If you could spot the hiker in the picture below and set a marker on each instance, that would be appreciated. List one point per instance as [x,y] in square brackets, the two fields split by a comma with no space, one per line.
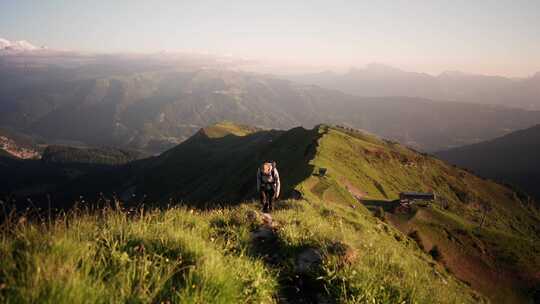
[268,184]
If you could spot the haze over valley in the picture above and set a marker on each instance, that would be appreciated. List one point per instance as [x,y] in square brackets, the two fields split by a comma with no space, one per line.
[270,152]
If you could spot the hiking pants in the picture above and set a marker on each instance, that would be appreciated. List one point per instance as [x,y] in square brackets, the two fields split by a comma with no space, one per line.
[267,198]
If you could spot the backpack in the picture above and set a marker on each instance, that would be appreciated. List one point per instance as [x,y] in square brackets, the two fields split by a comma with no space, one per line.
[268,172]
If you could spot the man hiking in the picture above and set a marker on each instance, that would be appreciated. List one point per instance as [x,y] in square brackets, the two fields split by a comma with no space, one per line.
[268,184]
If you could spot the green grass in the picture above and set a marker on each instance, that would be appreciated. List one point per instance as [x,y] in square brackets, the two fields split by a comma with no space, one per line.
[188,256]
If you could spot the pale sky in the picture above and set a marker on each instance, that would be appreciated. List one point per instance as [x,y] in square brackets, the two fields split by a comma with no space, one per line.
[488,37]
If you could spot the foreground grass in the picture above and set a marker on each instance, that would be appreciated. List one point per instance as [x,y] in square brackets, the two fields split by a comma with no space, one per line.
[186,256]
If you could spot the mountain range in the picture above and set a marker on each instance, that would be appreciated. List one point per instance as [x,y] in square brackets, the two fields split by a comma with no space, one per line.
[512,158]
[382,80]
[153,102]
[482,232]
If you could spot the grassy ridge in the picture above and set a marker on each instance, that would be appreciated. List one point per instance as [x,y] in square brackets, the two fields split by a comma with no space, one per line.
[187,256]
[500,258]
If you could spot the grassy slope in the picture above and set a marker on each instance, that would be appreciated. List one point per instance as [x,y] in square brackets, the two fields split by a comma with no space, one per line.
[228,156]
[501,259]
[490,158]
[212,257]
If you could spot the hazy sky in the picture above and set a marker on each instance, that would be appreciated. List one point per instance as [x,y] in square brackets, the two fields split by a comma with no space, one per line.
[490,37]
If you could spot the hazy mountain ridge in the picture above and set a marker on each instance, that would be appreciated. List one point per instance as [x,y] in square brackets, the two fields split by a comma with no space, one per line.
[381,80]
[217,166]
[152,106]
[214,170]
[512,158]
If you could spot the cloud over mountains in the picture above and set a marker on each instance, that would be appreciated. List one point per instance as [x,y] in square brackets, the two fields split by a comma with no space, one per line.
[20,45]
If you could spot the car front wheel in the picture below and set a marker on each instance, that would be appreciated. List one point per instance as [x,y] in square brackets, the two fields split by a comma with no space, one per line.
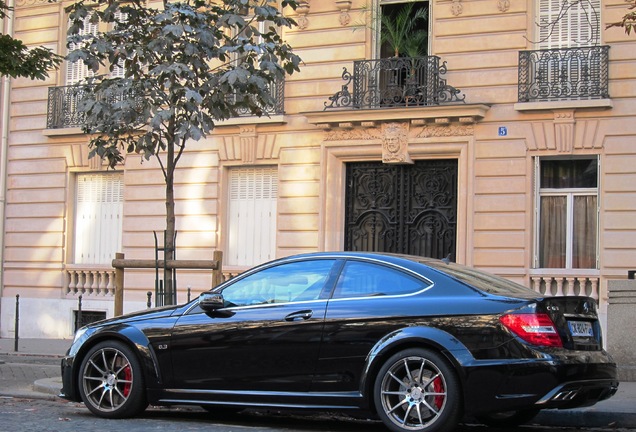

= = = = =

## Given task
Rewrite all the entries above, replacing "set a marker" with "place a dot" and keeping everything else the same. Leave the pictures out.

## The completed task
If you could spot the hiker in the picture below and place a dot on each instance, that would be appreciated. List one point per instance as [x,y] in square brackets, the two fields split by a comma with no space, one per line.
[268,184]
If you could spot the haze over valley in the picture above and place a dot on each instance, that would be appreciated. List one point per instance as [x,y] in square brackets, the two fields split by a comma with no space, one per line.
[270,152]
If you could spot the hiking pants in the picture above and place a dot on each instance, that would be appreciated. List one point per instance as [x,y] in square brackets, the two fields split by a comma with no space, one per line.
[267,198]
If you could spot the backpack in the picture above and place a dot on each instance, that would be appreciated. List one point per instance as [x,y] in square brackets, the two fields split by a comma with no space, one per line.
[268,172]
If you could spot the man hiking in the picture above and place a dot on each instance, that would be appreciated. List one point per instance as [x,y] in square brackets, the two fields split by a comma with no space, one per line.
[268,184]
If you could spot the green grass in the picture above and place a dot on each instance, that would be appreciated. List one point per instance as [x,y] in square brackets, the two fields split by a comma with no space, one per line.
[188,256]
If you could spot the pale sky in the picture above and place a dot on each instance, that would be appreciated. List one point per instance as [x,y] in square brackets, the two fields split by a comma with no space, one per line.
[488,37]
If you could spot the foreground grass in the picture above and place a dot on each instance, that would be appreciated. List one point per instance as [x,y] in square brackets, the two fields split by a comma with no space, one per line.
[186,256]
If you could spot the mountain range in the picture above and place a dot on each instance, that would be appreciated. List one point per instance as [x,y] in square brackets, the two fields split by a comma with no space, one per line.
[512,158]
[382,80]
[153,102]
[482,232]
If you could spot the grassy ridge in the picture above and place a dot on each instance, that would be appreciated. List one point per instance as [x,y] in square brackets, the two fields split by a comma with no space, one per line.
[187,256]
[500,258]
If you could spot the grassy slope in the picture above and place a dot on each instance, that would be appreciated. List one point per instance as [x,y] in square brackets, the two fields split by a comma with no space, one per line.
[228,156]
[501,259]
[490,158]
[212,257]
If you could spot the hazy sky in the picture above and place a dot on each instance, that would be appreciated. List one point per instance as [x,y] in square brackets, the two fields split by a comma with no space, one per line.
[490,37]
If you could spot the hazy mountain ridge in the picture above and place a dot on each instance, that would be appreciated. List one point per instance as [x,y] in square brackets, the two fields split by a comma with no space, one per line.
[381,80]
[217,166]
[152,106]
[214,170]
[512,158]
If you could spot the cloud over mountains in the picture above and place a dot on each instance, that would be appreciated. List one point per instance as [x,y] in square brackets, the two fields split by a comma with no space, one per line.
[20,45]
If you could spot the car front wheel in the picture below and place a dot on each instance, that would be appreciated. List one point per instance as [x,y] in square brackets, the two fields split by a comma with no space, one per line.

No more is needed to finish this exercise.